◆ Work order 1
In the article about SAP's deal for Ariba, what price per share will SAP pay?
◆ Work order 2
Summarize the article about SAP's deal for Ariba in two sentences.

SAP has revealed plans to acquire Ariba, an enterprise e-commerce network, for US$4.3 billion as part of the German company’s expansion into cloud computing.
SAP will purchase Ariba for $45 per share — about 20 percent more than its market price. Ariba’s board approved the purchase unanimously. The sale is expected to be completed during the third calendar quarter of 2012, dependent on Ariba shareholder approval.
Ariba will help SAP become a leader in the fast-growing market for cloud-based services geared toward business application collaborations, said coCEOs Bill McDermott and Jim Hagemann Snabe.
Getting in on Cloud
The purchase is just one of SAP’s efforts to enter full force into the cloud applications business. Last week, it unveiled a roadmap for its push into the market that focuses on managing customers, suppliers, employers and financials. Focusing on that market is a smart move for the company right now, Denis Pombriant, analyst at Beagle Research, told the E-Commerce Times.
“It’s good for the industry that the lagging company in cloud computing is becoming more aggressive,” said Pombriant.
The move to invest in an established cloud applications platform rather than attempting to create it on their own is also a calculated decision, and one that many of its competitors also made, said Pombriant.
“SAP, like many market leaders in a paradigm shift, decided to wait until the new paradigm was established and, rather than developing new capabilities suitable to the paradigm, is using its cash to buy in its research and development,” he said. “This is not surprising and you only need to look at the many multibillion-dollar acquisitions that Oracle made last year as validation.”
What’s more, said Pombriant, is that as SAP makes its push into cloud computing, it’s being very deliberate about its choices.
“The acquisition of Ariba says more about acquiring expertise than technology and the culture transplant is at least as important as technology acquired in the deal,” he said. “In addition to cloud solutions, SAP needs cloud DNA, which even McDermott admits they don’t have in-house, at least in sufficient quantity.”
Bring On the Competition
SAP isn’t the only business management software maker looking to invest in the cloud. Its main rival, Oracle, recently shelled out $1.9 billion for Taleo and another $1.5 billion for RightNow.
“This really improves SAP’s capabilities to compete against Oracle and others,” Dana Gardner, principal analyst at Interarbor Solutions, told the E-Commerce Times.
This type of purchase is one SAP has to make if it wants to remain competitive, said Gardner.
“SAP doesn’t have a choice in getting into this business,” he said. “They need to be in the business applications business, which will eventually integrate with other types of cloud services, such as integration and Infrastructure as a Service. This is exactly what they want to be in right now,” he said.
SAP understands that, said Pombriant, and will be looking to make more acquisitions as the industry grows.
“This is not their first purchase and it won’t be their last,” said Pombriant.
Neither Ariba nor SAP returned our requests for comment.

◆ Information supplied
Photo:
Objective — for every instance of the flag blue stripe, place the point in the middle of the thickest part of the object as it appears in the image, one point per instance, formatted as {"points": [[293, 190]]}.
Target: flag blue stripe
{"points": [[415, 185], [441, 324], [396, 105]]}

◆ Answer area 1
$45 per share.

◆ Answer area 2
SAP plans to acquire the enterprise e-commerce network Ariba for US$4.3 billion, or $45 per share, as part of its expansion into cloud computing. Analysts say the deal buys in cloud expertise rather than building it in-house and strengthens SAP against rivals such as Oracle, which has made its own cloud acquisitions.